* GIVEN INSTRUCTION: How many lines of the material below contain the string "query"? Reply with the number alone.
▽
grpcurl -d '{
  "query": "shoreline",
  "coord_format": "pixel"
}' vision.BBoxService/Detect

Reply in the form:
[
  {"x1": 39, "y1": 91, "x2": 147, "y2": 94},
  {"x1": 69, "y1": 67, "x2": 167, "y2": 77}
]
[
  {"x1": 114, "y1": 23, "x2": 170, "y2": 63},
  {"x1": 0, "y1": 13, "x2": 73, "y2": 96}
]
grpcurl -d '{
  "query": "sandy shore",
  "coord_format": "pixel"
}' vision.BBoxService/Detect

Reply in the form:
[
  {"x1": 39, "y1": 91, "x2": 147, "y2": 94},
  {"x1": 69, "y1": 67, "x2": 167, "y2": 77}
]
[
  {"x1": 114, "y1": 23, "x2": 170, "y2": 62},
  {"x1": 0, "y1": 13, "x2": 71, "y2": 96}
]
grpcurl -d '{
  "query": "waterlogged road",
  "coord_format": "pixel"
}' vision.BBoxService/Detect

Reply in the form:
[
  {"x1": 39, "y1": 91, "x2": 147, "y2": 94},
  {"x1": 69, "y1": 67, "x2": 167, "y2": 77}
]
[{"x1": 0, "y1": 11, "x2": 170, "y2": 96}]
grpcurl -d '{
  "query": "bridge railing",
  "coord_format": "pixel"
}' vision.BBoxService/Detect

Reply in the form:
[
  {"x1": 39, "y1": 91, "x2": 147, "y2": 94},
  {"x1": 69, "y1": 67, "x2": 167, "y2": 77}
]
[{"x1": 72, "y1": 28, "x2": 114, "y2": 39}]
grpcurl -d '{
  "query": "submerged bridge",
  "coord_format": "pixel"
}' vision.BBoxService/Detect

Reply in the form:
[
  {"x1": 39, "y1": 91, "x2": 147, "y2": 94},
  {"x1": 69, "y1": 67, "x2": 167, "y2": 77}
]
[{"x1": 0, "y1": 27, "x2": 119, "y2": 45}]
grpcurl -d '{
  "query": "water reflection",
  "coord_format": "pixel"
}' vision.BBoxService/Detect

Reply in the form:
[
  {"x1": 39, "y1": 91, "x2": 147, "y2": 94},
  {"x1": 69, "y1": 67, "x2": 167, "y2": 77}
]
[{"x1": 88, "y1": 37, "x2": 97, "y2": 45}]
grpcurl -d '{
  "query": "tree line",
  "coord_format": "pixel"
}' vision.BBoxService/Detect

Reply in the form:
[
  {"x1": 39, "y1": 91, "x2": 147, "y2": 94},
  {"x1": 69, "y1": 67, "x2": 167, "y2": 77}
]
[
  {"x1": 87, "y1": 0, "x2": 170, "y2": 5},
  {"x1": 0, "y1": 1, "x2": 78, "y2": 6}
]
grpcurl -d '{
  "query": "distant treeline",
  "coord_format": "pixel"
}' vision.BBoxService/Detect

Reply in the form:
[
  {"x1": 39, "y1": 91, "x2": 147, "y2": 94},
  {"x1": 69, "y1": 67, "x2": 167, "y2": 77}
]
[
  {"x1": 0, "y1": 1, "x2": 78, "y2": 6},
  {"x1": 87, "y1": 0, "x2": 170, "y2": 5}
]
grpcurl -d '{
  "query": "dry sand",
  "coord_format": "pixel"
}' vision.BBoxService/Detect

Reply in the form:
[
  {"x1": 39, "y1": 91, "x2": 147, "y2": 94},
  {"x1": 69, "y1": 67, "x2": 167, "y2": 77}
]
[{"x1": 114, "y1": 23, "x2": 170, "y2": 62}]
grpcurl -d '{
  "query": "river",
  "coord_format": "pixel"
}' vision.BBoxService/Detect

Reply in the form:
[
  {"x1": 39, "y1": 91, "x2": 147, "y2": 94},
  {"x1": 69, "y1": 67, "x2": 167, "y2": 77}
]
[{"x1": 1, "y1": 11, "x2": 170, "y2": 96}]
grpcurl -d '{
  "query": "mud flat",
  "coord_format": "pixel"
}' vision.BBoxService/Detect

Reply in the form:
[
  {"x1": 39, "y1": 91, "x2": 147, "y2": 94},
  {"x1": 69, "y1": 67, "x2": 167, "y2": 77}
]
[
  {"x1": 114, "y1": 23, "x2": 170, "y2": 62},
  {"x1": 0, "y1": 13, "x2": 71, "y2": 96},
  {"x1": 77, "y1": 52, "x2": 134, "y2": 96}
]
△
* ANSWER TO THE EXERCISE: 11